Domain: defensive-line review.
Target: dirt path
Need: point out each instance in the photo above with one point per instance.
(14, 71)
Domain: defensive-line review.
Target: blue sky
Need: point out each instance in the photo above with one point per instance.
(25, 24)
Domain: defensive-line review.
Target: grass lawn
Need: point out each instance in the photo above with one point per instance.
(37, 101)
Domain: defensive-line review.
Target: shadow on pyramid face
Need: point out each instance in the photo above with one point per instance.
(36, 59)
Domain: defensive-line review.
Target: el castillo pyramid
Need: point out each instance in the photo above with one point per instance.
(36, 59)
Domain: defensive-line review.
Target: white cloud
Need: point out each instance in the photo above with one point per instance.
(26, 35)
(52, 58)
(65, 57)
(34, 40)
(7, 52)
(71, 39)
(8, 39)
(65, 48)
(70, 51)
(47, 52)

##########

Take the data above and return it exactly.

_Task answer_
Domain: defensive-line review.
Target: dirt path
Need: point out each instance in the photo above with one point per instance.
(14, 71)
Domain: defensive-line review.
Target: blue sky
Need: point out each instance in the photo above with one point per instance.
(25, 24)
Domain: defensive-line review.
Target: grass lawn
Need: point out each instance in the photo above with one point per instance.
(37, 101)
Domain: defensive-line review.
Target: shadow on pyramid face
Need: point out each instance in the photo above with one point per instance.
(36, 59)
Domain: defensive-line review.
Target: el castillo pyramid
Need: point out each instance in the photo above with one point per instance.
(36, 59)
Domain: defensive-line review.
Target: white cloud
Need: point out each instance in the photo above with one point per instance.
(26, 35)
(52, 58)
(65, 57)
(34, 40)
(7, 52)
(71, 39)
(8, 39)
(65, 48)
(70, 51)
(47, 52)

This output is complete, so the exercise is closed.